* The request
Could you repeat the material from the line with "e.g. [(319, 324)]" to the line with "[(161, 215), (533, 190), (619, 183), (18, 193), (59, 198)]", keeping both of those lines and everything between them unchanged?

[Pointing dataset excerpts]
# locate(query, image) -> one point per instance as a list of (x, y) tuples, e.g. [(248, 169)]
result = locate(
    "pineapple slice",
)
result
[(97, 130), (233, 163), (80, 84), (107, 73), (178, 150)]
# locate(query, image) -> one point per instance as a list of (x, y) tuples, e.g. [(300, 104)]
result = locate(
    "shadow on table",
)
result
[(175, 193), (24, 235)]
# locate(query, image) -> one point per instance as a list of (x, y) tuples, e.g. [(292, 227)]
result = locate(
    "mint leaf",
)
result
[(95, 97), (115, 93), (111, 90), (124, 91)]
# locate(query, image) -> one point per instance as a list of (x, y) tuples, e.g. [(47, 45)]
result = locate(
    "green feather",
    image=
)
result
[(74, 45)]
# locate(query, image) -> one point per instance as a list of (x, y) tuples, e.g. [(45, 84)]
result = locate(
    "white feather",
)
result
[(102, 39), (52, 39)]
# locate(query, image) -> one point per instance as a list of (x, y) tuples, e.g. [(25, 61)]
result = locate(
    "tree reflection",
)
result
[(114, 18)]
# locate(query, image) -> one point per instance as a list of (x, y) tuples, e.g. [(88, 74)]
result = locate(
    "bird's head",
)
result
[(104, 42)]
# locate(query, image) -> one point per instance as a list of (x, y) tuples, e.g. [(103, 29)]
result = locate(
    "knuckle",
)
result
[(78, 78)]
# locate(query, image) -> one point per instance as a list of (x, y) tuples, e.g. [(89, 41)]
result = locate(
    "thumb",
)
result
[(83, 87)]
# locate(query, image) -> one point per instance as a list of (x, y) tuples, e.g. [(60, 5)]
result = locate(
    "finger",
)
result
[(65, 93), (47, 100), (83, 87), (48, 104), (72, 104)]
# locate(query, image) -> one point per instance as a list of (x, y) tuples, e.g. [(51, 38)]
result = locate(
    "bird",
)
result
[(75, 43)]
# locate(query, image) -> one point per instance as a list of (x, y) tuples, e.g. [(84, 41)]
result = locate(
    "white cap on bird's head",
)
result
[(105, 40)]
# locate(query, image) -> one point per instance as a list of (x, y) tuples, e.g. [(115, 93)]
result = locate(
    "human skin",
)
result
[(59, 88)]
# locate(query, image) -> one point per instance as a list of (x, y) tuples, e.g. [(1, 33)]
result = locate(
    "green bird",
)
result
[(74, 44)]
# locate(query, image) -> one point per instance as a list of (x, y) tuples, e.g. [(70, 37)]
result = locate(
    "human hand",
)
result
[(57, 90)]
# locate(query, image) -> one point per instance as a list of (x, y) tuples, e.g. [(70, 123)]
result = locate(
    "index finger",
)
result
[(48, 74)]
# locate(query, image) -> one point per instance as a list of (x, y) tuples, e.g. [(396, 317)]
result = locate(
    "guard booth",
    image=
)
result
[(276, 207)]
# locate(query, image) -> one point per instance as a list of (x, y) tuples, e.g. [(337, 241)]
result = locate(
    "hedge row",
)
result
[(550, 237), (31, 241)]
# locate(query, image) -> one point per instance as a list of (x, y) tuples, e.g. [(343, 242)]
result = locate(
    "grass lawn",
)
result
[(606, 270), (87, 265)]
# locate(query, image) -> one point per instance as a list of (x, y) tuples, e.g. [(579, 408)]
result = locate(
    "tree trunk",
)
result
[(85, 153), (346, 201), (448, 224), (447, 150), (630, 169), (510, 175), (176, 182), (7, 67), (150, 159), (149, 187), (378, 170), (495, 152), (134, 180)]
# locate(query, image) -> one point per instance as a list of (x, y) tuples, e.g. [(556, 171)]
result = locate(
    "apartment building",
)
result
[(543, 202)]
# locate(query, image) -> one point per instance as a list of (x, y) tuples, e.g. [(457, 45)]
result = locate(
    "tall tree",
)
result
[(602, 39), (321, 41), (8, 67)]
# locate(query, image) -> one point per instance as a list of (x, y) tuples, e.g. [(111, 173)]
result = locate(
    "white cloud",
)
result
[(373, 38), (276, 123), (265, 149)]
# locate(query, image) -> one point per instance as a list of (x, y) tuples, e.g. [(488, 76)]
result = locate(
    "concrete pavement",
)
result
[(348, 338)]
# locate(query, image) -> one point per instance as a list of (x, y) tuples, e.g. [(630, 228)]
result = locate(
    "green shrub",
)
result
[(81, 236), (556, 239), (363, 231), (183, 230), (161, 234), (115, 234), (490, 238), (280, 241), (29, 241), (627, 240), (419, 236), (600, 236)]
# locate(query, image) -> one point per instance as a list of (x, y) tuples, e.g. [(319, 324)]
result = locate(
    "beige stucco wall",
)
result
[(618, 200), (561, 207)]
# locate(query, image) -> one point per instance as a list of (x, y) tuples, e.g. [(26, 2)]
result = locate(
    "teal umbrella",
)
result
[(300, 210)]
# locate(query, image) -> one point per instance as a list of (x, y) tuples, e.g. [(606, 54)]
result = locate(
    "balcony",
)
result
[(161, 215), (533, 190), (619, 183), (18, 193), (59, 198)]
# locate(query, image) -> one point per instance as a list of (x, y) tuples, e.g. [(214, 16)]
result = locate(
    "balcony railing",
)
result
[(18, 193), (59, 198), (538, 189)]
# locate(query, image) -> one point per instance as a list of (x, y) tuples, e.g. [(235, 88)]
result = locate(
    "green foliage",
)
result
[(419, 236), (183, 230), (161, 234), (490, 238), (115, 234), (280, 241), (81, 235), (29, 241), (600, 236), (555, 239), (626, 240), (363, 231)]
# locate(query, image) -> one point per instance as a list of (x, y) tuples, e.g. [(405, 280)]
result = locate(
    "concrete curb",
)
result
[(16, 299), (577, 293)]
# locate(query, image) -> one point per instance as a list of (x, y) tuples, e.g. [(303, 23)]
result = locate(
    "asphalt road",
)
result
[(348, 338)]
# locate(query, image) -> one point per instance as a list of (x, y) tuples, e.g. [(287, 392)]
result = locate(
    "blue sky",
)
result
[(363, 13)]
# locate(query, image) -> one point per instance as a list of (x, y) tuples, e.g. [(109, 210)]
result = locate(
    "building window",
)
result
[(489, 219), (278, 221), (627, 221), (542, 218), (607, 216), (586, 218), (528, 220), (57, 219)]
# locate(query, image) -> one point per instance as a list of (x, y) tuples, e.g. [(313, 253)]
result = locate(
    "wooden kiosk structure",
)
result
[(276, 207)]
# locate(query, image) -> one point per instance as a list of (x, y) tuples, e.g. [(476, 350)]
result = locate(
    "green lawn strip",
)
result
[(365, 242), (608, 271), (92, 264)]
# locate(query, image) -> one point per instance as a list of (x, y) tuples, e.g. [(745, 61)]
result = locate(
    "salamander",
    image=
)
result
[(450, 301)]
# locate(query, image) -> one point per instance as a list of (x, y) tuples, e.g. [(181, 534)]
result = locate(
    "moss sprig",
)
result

* The solution
# locate(query, image) -> one point per instance as a list of (x, y) tuples, e.g. [(319, 324)]
result = locate(
    "beige stucco wall",
)
result
[(618, 200), (561, 207)]
# locate(query, image) -> one point per instance as a list of (x, y) tuples, e.g. [(26, 2)]
result = locate(
    "teal umbrella",
)
result
[(300, 210)]
# locate(query, image) -> one point per instance as a list of (x, y) tuples, e.g. [(606, 54)]
result = locate(
    "balcony",
)
result
[(161, 215), (533, 190), (619, 183), (18, 193), (59, 198)]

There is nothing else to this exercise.